_Exercices écrits_
a. D'après l'extrait sur les lois bilingues, quelle disposition précise que les versions anglaise et française des lois ont également force de loi ?
b. Recopiez le passage de l'extrait sur les lois bilingues qui va de « 2.  Une mise » jusqu'à « mise en demeure. » inclusivement.

== Texte

1.  La personne doit avoir omis de produire une déclaration de revenu selon les modalités et dans le délai prévus au paragraphe 150(1).

2.  Une mise en demeure de produire une déclaration de revenu pour l’année d’imposition doit avoir été envoyée à la personne conformément au paragraphe 150(2).

3.  La personne doit avoir omis de produire sa déclaration de revenu dans le délai raisonnable fixé dans la mise en demeure.

4.  Avant le moment du défaut, la personne devait payer une pénalité pour production tardive ou pour récidive de production tardive d’une déclaration de revenu pour une des trois années d’imposition précédentes [11] .

[38]  Ainsi, le libellé français impose une condition supplémentaire qui n’est pas énoncée dans le libellé anglais. Les deux libellés sont incompatibles.

[39]  Comme l’indique le paragraphe 18(1) de la Loi constitutionnelle de 1982, les versions anglaise et française de nos lois ont également force de loi. Nous devons alors avoir recours aux règles d’interprétation des lois bilingues.

[40]  Dans l’arrêt R. c. S.A.C. [12] , la Cour suprême du Canada indique l’approche à adopter pour interpréter les lois bilingues :

14 L’interprétation des lois bilingues commence par une recherche du sens commun des versions française et anglaise. Notre Cour a analysé à maintes reprises l’approche qui doit être adoptée pour déterminer le sens commun des dispositions législatives bilingues : voir, par exemple, R. c. Daoust, [2004] 1 R.C.S. 217, 2004 CSC 6; Schreiber c. Canada (Procureur général), [2002] 3 R.C.S. 269, 2002 CSC 62. Dans ces arrêts, la Cour a adopté une approche en deux étapes.

====
== Données fournies

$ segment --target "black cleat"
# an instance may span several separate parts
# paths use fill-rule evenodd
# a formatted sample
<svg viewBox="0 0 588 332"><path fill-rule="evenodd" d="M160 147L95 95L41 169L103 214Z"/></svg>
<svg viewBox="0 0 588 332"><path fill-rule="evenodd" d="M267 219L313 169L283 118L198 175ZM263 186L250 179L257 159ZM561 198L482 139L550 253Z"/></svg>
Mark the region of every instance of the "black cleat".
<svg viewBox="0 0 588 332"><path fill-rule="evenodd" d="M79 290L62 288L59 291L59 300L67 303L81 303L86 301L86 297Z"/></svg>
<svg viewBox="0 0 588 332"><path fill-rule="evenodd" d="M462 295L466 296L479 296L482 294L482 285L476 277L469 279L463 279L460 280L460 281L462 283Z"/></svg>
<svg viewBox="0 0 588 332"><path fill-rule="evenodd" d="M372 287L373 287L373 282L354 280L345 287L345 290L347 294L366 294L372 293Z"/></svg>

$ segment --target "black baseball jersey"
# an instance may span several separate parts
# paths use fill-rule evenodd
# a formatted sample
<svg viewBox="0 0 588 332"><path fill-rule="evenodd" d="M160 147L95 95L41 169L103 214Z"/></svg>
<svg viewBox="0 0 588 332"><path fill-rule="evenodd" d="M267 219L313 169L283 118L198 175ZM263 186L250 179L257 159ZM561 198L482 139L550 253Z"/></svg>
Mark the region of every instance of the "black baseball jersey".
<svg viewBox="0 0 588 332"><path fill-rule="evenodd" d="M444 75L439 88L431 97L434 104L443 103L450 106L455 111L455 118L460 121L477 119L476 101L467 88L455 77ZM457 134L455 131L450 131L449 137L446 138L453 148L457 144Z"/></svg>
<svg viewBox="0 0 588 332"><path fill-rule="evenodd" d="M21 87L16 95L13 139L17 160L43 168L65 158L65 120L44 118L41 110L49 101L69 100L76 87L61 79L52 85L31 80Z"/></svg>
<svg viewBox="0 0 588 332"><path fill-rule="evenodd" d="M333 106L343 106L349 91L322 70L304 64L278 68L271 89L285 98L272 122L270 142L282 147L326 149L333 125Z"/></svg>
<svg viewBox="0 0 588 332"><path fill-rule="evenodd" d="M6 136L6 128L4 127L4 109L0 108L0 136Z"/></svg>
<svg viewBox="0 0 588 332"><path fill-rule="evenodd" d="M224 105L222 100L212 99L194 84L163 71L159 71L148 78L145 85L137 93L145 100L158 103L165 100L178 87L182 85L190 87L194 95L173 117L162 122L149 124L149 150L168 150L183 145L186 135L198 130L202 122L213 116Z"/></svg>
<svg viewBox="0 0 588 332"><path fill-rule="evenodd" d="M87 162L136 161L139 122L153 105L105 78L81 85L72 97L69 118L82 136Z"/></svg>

====

_Liste des réponses_
a. Le paragraphe 18(1) de la Loi constitutionnelle de 1982.

b.
2.  Une mise en demeure de produire une déclaration de revenu pour l’année d’imposition doit avoir été envoyée à la personne conformément au paragraphe 150(2).

3.  La personne doit avoir omis de produire sa déclaration de revenu dans le délai raisonnable fixé dans la mise en demeure.